■ **Data**
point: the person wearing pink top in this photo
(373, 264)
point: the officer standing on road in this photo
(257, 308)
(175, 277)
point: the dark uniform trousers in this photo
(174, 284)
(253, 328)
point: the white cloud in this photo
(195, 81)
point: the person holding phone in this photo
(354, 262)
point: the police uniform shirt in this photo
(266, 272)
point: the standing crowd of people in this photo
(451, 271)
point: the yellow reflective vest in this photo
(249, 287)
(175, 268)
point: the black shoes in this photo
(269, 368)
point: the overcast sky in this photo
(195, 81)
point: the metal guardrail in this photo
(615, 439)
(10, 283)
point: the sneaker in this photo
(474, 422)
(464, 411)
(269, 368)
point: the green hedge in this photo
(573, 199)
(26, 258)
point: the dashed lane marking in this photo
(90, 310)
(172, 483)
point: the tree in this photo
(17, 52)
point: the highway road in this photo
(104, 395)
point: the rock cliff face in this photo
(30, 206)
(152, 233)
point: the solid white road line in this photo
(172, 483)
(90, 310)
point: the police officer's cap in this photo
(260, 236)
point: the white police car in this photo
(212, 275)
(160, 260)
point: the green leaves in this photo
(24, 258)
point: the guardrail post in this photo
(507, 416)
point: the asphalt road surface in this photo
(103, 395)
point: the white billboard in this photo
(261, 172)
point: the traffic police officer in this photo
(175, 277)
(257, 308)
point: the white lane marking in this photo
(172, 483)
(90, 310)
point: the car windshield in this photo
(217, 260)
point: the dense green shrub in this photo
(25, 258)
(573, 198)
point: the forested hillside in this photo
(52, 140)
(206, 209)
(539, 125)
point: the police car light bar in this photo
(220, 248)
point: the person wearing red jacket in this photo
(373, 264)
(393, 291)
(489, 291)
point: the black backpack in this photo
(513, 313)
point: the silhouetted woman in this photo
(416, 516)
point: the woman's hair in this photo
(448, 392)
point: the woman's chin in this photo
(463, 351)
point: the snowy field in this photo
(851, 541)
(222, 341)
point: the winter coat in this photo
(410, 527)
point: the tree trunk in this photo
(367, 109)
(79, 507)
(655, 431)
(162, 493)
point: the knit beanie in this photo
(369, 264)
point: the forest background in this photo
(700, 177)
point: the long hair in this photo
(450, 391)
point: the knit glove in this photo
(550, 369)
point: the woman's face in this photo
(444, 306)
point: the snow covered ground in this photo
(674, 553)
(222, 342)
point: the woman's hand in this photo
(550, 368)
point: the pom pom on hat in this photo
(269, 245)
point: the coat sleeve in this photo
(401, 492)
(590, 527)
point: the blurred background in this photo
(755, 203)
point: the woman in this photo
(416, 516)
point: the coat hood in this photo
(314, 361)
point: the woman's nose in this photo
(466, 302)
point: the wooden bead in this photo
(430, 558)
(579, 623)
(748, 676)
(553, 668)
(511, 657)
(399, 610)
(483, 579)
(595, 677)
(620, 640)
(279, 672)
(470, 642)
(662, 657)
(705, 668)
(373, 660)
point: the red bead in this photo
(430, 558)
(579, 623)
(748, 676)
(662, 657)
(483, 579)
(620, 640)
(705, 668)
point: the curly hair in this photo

■ **What is needed**
Using the listing above, please repeat every entry exactly.

■ **Result of the task**
point: the person wearing pink top in this photo
(373, 264)
point: the officer standing on road in this photo
(257, 308)
(175, 277)
point: the dark uniform trousers in this photo
(174, 284)
(253, 328)
point: the white cloud in this photo
(195, 81)
point: the person holding phone in this photo
(354, 262)
point: the police uniform shirt in this photo
(266, 272)
point: the standing crowd of people in this photo
(451, 271)
point: the yellow reflective vest in this photo
(249, 287)
(175, 268)
point: the black shoes in this photo
(269, 368)
point: the overcast sky in this photo
(195, 81)
point: the metal guardrail in this photo
(615, 439)
(10, 283)
point: the sneaker in this photo
(474, 422)
(464, 411)
(269, 368)
point: the green hedge in this photo
(573, 199)
(26, 258)
point: the dashed lane marking in this photo
(90, 310)
(172, 483)
point: the tree in this photo
(17, 52)
point: the highway road in this photo
(104, 395)
point: the rock cliff face in this photo
(30, 206)
(152, 233)
point: the solid white road line in this photo
(172, 483)
(90, 310)
point: the police officer's cap in this photo
(260, 236)
point: the white police car in this photo
(212, 275)
(160, 260)
point: the green leaves in this photo
(24, 258)
point: the guardrail post in this photo
(507, 416)
point: the asphalt road surface in this photo
(103, 395)
point: the white billboard in this photo
(261, 172)
point: the traffic police officer in this photo
(175, 277)
(257, 308)
point: the white lane marking in this photo
(172, 483)
(90, 310)
point: the car windshield in this photo
(217, 260)
point: the dense green shrub in this photo
(25, 258)
(573, 198)
point: the forested hillside in this photo
(52, 140)
(206, 209)
(539, 125)
point: the police car light bar in this photo
(220, 248)
point: the person wearing red jacket in this photo
(373, 264)
(393, 291)
(489, 291)
point: the black backpack in this photo
(513, 313)
point: the silhouetted woman in this photo
(416, 516)
point: the woman's hair in this photo
(448, 392)
point: the woman's chin in this photo
(463, 351)
point: the snowy field in this photo
(851, 541)
(222, 341)
point: the winter coat in this photo
(410, 527)
point: the tree trunk in this photo
(367, 109)
(79, 507)
(655, 431)
(162, 493)
point: the knit beanie in this photo
(369, 264)
point: the forest background in this photo
(700, 177)
point: the long hair in this photo
(450, 391)
point: the knit glove in this photo
(550, 369)
point: the woman's face in this photo
(444, 306)
point: the snow covered ground in this photo
(674, 553)
(222, 342)
point: the woman's hand in this photo
(550, 368)
point: the pom pom on hat in this photo
(269, 245)
point: the coat sleeve in this photo
(401, 492)
(590, 527)
point: the blurred background in this photo
(755, 203)
point: the woman in this photo
(416, 516)
point: the coat hood in this photo
(314, 361)
point: the woman's nose in this photo
(466, 302)
point: the wooden bead in this photo
(430, 558)
(579, 623)
(748, 676)
(553, 668)
(511, 657)
(399, 610)
(483, 579)
(595, 677)
(620, 640)
(279, 672)
(470, 642)
(662, 657)
(705, 668)
(373, 660)
point: the red bead in this photo
(430, 558)
(579, 623)
(748, 676)
(662, 657)
(483, 579)
(620, 640)
(705, 668)
point: the curly hair in this photo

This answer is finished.